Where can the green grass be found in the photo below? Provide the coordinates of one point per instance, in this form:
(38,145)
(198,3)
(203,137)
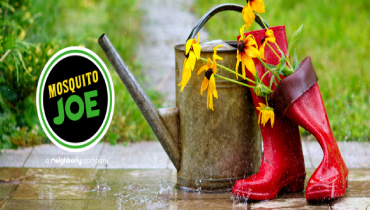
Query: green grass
(53,25)
(336,36)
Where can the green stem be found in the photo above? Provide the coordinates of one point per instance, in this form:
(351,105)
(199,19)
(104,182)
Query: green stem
(234,81)
(263,63)
(287,60)
(273,50)
(264,75)
(231,71)
(276,45)
(262,21)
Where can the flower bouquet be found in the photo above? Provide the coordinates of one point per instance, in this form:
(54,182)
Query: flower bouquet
(286,95)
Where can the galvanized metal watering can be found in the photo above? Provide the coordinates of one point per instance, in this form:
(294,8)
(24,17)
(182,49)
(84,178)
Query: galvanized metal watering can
(210,149)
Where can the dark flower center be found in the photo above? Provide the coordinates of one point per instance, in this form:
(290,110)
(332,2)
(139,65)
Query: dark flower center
(187,55)
(209,73)
(263,40)
(241,46)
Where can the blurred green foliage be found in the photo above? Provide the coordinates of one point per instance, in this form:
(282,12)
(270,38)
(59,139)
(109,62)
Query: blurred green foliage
(336,36)
(33,30)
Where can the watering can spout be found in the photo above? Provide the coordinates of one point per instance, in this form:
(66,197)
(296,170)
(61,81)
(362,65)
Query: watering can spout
(163,122)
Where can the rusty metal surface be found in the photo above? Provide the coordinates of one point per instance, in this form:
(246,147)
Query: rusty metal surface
(221,145)
(220,8)
(142,100)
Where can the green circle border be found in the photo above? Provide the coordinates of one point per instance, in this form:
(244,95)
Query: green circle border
(110,99)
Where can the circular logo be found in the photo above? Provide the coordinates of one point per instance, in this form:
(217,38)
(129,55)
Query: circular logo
(75,99)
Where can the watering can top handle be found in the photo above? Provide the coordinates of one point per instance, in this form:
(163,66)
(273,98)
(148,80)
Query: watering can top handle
(217,9)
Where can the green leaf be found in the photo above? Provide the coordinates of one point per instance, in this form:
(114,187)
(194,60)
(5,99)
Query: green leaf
(112,138)
(294,38)
(272,80)
(295,61)
(272,67)
(8,6)
(286,71)
(282,63)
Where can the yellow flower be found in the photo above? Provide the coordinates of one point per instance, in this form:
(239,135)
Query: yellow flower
(209,78)
(269,37)
(266,113)
(192,53)
(248,11)
(246,50)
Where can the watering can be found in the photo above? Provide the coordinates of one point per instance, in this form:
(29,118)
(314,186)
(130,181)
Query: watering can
(210,149)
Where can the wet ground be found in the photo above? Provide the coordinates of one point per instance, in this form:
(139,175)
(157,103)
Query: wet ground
(151,185)
(146,189)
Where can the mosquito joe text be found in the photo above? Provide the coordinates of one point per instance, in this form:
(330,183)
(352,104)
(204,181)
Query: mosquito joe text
(70,85)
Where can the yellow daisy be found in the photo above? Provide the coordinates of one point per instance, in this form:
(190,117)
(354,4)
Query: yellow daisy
(209,78)
(192,53)
(248,11)
(269,37)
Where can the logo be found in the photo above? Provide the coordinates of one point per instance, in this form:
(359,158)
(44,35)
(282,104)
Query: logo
(75,99)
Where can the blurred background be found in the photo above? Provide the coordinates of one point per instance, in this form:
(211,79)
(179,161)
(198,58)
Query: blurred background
(335,34)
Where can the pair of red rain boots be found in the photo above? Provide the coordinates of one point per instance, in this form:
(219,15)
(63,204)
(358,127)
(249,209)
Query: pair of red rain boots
(297,101)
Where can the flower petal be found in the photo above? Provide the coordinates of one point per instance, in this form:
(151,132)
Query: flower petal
(258,6)
(196,48)
(250,65)
(188,45)
(213,85)
(242,33)
(262,105)
(252,52)
(204,85)
(244,56)
(203,68)
(248,16)
(272,119)
(192,60)
(237,65)
(185,78)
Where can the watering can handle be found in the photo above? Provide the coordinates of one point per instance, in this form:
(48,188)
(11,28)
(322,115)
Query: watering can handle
(217,9)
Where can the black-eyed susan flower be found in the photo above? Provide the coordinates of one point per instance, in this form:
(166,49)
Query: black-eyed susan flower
(209,78)
(248,11)
(246,50)
(192,53)
(266,114)
(269,37)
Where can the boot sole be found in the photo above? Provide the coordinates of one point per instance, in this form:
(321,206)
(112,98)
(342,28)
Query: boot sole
(293,184)
(327,194)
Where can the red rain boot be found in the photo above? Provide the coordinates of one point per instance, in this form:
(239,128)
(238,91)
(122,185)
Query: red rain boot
(298,97)
(282,163)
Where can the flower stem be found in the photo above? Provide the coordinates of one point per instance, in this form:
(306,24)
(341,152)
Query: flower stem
(234,81)
(287,60)
(263,63)
(231,71)
(262,21)
(264,75)
(273,50)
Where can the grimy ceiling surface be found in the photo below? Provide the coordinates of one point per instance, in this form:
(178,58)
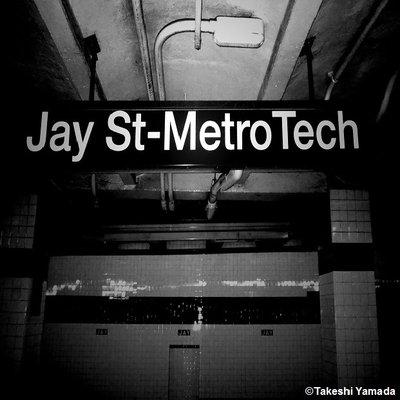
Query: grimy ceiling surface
(46,50)
(44,61)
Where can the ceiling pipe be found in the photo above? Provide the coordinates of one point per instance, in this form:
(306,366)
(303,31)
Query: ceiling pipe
(171,203)
(224,182)
(162,192)
(386,97)
(334,76)
(197,31)
(228,32)
(144,47)
(94,191)
(186,25)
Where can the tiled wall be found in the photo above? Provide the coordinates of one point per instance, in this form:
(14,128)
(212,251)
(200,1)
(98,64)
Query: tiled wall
(350,216)
(20,328)
(236,361)
(17,227)
(349,327)
(229,275)
(15,294)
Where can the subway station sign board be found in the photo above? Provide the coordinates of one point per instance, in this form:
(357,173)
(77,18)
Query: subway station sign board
(117,136)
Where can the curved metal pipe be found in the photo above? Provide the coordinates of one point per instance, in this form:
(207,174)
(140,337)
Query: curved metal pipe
(185,25)
(336,75)
(144,47)
(224,182)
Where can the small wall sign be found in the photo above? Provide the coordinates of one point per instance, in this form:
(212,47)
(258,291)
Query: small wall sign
(267,332)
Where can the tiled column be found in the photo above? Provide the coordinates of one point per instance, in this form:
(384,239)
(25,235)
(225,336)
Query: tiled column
(347,294)
(349,327)
(21,286)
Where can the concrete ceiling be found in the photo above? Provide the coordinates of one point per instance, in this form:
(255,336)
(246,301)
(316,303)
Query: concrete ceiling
(46,61)
(272,72)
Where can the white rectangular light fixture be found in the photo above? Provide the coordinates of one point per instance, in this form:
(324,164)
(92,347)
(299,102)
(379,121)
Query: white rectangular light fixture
(238,32)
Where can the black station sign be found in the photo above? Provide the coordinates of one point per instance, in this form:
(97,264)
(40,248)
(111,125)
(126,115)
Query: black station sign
(115,136)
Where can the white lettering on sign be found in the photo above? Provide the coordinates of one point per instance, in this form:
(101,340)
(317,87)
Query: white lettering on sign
(184,130)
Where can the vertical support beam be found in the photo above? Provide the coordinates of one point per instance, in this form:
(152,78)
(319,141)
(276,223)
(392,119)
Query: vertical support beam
(294,29)
(350,349)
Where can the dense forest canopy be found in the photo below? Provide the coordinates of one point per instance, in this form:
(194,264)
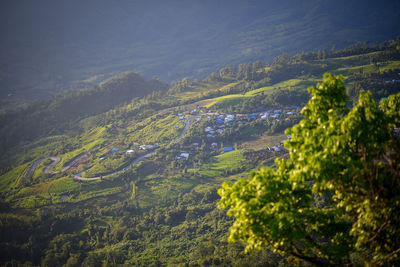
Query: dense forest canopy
(102,163)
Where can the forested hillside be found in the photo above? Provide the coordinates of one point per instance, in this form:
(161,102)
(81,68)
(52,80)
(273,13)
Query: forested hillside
(50,47)
(127,172)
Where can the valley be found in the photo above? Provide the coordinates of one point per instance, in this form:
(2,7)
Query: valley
(128,178)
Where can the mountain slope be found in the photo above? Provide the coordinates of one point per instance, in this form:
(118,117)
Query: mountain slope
(50,47)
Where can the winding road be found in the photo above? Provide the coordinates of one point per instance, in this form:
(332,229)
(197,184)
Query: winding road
(78,176)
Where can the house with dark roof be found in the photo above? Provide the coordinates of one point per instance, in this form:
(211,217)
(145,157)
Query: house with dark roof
(229,148)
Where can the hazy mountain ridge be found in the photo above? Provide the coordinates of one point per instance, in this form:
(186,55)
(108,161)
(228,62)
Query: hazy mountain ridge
(161,210)
(50,47)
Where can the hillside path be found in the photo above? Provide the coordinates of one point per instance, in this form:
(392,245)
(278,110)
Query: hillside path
(185,129)
(136,161)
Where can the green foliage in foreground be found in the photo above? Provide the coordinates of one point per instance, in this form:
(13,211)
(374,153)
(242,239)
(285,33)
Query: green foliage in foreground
(336,200)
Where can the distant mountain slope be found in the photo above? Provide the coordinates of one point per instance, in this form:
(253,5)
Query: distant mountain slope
(46,46)
(61,112)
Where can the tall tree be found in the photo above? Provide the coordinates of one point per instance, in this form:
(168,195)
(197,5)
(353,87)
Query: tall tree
(338,194)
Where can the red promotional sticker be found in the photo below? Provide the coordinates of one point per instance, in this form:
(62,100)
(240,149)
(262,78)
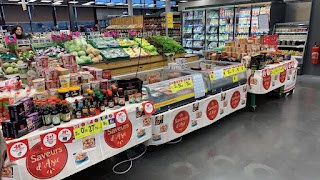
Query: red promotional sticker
(65,135)
(119,136)
(266,79)
(49,140)
(212,109)
(181,121)
(283,76)
(121,117)
(18,149)
(46,163)
(235,99)
(148,108)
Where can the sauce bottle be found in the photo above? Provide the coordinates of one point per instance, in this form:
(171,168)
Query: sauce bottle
(85,108)
(92,107)
(121,99)
(65,112)
(77,110)
(55,115)
(46,115)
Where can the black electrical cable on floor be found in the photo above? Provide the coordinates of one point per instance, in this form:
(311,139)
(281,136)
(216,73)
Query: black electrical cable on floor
(175,142)
(128,160)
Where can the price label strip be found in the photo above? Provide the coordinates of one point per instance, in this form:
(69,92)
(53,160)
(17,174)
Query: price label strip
(87,130)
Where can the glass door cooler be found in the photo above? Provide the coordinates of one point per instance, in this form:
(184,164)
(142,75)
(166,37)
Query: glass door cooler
(226,25)
(212,26)
(243,21)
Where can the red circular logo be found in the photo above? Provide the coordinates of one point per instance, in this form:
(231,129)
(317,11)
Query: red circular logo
(235,99)
(181,121)
(46,163)
(212,109)
(283,76)
(119,136)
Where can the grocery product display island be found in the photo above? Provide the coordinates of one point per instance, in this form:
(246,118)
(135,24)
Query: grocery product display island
(61,151)
(280,76)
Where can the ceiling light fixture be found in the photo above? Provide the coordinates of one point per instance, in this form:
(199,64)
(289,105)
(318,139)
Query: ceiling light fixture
(73,2)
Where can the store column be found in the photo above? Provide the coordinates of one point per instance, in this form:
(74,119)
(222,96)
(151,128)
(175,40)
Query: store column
(72,18)
(168,9)
(130,8)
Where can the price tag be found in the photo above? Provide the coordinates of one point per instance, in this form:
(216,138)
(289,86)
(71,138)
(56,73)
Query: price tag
(235,78)
(212,76)
(80,132)
(188,83)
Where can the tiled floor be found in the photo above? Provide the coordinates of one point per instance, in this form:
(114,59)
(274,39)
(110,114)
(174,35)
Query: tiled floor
(281,140)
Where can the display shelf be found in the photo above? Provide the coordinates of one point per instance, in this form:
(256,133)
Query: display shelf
(290,46)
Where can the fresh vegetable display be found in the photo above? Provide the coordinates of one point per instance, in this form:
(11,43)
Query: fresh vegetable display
(26,54)
(125,42)
(150,49)
(114,53)
(51,51)
(8,56)
(11,68)
(166,44)
(83,51)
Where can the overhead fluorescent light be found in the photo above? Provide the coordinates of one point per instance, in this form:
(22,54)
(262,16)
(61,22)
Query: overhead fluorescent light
(73,2)
(110,4)
(88,3)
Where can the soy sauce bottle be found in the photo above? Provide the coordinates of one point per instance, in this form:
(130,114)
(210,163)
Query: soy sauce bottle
(55,115)
(65,112)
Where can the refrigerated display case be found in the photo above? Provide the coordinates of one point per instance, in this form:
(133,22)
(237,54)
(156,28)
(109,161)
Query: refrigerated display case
(168,88)
(212,25)
(193,31)
(258,13)
(243,21)
(219,76)
(226,25)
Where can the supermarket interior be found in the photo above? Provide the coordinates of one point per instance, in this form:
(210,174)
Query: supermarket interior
(159,89)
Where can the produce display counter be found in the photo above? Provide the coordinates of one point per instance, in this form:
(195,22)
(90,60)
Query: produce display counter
(54,154)
(177,122)
(142,64)
(280,76)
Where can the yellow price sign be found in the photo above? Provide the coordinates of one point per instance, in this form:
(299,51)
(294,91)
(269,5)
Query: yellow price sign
(212,76)
(188,83)
(235,78)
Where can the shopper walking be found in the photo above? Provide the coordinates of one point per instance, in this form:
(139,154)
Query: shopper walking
(18,31)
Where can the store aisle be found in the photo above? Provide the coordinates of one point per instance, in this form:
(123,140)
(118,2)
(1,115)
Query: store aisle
(281,140)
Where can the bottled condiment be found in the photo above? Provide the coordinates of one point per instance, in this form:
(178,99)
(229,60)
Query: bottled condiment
(110,99)
(65,112)
(77,110)
(46,115)
(105,97)
(102,107)
(115,95)
(55,115)
(85,109)
(92,107)
(121,99)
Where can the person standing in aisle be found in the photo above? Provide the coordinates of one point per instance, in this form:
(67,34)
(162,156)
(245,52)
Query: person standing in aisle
(18,31)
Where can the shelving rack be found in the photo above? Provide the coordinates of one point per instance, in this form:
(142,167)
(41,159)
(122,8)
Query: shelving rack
(293,38)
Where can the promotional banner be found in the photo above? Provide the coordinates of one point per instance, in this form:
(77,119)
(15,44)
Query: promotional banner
(57,153)
(271,77)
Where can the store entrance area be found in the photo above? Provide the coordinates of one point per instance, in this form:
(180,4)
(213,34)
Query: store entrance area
(278,141)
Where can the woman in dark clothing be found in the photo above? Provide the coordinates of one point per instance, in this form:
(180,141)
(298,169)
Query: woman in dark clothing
(18,31)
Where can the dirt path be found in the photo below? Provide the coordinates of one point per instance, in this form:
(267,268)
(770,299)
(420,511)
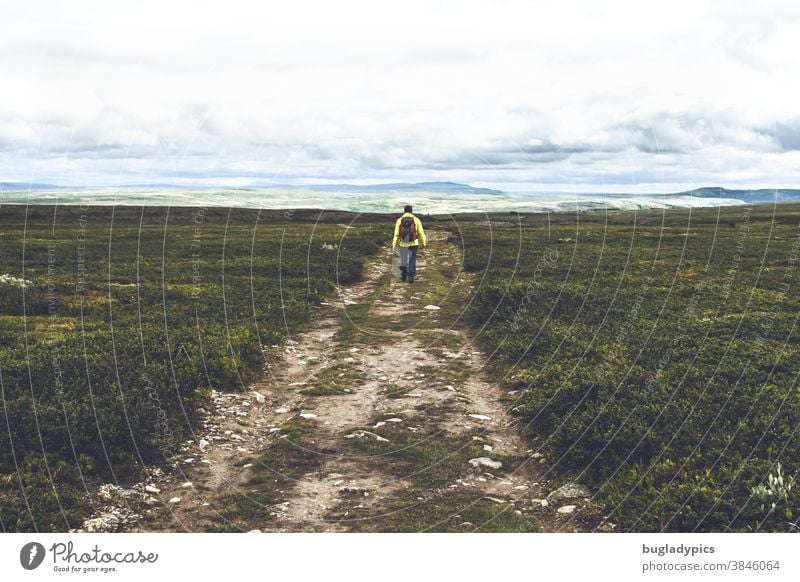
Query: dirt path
(378,419)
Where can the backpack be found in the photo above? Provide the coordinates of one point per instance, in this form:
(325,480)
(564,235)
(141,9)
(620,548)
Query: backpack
(408,229)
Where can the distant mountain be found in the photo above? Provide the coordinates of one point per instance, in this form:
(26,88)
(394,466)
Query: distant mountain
(754,196)
(449,187)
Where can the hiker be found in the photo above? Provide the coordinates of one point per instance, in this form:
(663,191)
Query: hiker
(408,233)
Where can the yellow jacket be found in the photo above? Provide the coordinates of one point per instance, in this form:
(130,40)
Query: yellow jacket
(420,232)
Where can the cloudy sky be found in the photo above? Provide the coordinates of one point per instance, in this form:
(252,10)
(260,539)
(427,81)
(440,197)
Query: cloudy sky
(586,96)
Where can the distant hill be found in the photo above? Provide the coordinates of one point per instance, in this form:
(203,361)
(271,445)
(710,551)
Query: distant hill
(760,195)
(449,187)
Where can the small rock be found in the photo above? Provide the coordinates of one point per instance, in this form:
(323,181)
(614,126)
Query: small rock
(485,462)
(569,491)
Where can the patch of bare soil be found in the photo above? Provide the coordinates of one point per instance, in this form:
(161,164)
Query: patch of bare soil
(383,355)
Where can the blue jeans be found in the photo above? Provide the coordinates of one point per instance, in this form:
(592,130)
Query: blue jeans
(408,260)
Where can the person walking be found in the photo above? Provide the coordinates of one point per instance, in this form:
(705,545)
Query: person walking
(409,235)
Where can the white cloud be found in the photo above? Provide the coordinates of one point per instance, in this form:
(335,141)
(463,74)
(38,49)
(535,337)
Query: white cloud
(516,93)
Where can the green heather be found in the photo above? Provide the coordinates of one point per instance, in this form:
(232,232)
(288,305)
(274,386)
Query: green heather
(656,354)
(131,317)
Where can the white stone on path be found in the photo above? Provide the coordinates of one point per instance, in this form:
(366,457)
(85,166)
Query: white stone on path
(485,462)
(480,417)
######
▸ REQUIREMENTS:
Starting at the line that contains "Where can the yellow jacket", print every line through the end of the listing, word for word. Leave out all the rest.

▸ ANSWER BELOW:
Where can the yellow jacket be found in the photo above? Provide the coordinates of one point per instance, in this form:
(130,40)
Query: yellow jacket
(420,232)
Where can the cloudy sky be found in the photo above? Provide the coordinates of one point per instance, in this form:
(252,10)
(260,539)
(427,81)
(440,197)
Query: cloudy sky
(586,96)
Where can the distant hill be found in the photo above? Provide the coordinates of one point per instance, in this form:
(203,361)
(271,445)
(710,551)
Query: distant hill
(760,195)
(449,187)
Where can the small rock be found in the photo above? Provide the coordinates of one point per instance, in this form:
(323,181)
(614,126)
Query: small rock
(485,462)
(569,491)
Where can the patch of bare soil be found in the photo above? Provide the coordinates of one point per instance, in this form:
(161,164)
Query: patch of bare soil
(383,355)
Where can the blue jeans be found in the photo above? Provide the coordinates of one point per instance, in this form:
(592,130)
Query: blue jeans
(408,260)
Where can the person walking be found in the photo above? Provide the coordinates of one point per instance, in this form:
(705,545)
Query: person walking
(409,235)
Where can the white cloud be found in the photo above? Provide the coordinates of one point per instance, in this form:
(335,141)
(463,74)
(38,49)
(535,337)
Query: white cloud
(516,93)
Where can the green heather be found in the photo above? Provide the coordinates of one point per instance, in this form:
(232,232)
(288,305)
(274,386)
Query: green heather
(656,354)
(131,317)
Where can the white stone on path be found in the photo above? Provide the coordinates of one point per instance, in this form:
(366,457)
(85,166)
Query: white stone on path
(485,462)
(480,417)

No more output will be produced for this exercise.